Rewrite the material from the line with "Question. Provide the position of each instance of the forest in" to the line with "x=638 y=505", both lines included and the requests kept in place. Add 28 to every coordinate in the answers, but leave the sample coordinates inside the requests unchanged.

[Named-object pointing records]
━━━
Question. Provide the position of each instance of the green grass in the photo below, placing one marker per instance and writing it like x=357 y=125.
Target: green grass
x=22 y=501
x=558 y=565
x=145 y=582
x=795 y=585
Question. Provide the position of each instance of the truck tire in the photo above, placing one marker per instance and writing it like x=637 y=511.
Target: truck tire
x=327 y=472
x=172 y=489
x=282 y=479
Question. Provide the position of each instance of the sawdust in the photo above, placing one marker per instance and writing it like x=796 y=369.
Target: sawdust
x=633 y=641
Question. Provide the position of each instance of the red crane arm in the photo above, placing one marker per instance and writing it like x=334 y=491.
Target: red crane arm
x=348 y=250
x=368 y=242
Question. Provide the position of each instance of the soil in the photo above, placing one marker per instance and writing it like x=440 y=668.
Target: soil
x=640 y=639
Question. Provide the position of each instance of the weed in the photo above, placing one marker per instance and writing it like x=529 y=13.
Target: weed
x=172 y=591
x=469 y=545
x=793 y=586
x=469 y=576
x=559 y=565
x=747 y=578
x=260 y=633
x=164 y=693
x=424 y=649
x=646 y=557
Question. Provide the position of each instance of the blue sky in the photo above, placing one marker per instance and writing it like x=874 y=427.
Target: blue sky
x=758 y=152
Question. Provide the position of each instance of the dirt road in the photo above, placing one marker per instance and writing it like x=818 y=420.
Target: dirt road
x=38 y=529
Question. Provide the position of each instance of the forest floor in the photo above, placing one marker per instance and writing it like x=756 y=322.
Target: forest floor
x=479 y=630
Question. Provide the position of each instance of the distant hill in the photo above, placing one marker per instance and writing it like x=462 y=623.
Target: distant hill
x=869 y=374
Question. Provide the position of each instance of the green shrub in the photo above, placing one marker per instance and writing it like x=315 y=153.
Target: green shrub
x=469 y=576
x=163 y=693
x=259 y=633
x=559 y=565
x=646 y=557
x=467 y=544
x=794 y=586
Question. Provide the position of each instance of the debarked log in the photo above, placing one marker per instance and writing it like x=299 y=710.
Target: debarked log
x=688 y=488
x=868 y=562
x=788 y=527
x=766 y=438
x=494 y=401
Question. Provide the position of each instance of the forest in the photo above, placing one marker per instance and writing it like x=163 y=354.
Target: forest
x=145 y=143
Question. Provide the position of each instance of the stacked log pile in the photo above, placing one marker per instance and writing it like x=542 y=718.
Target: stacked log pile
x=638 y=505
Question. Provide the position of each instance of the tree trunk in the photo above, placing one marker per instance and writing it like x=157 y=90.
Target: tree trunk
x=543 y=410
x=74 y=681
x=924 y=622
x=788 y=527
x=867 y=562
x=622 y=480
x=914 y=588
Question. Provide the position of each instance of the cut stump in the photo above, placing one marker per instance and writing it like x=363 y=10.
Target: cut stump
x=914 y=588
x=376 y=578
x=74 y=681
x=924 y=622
━━━
## Reply to the exercise
Question. Provide the position of each instance of the forest in the photo above, placing one marker per instance and writing it like x=163 y=354.
Target: forest
x=173 y=171
Question. Provide the position of each instance of the stacked log pile in the photo above, placing one marker per instance and writing it like x=542 y=718.
Target: stacked log pile
x=666 y=533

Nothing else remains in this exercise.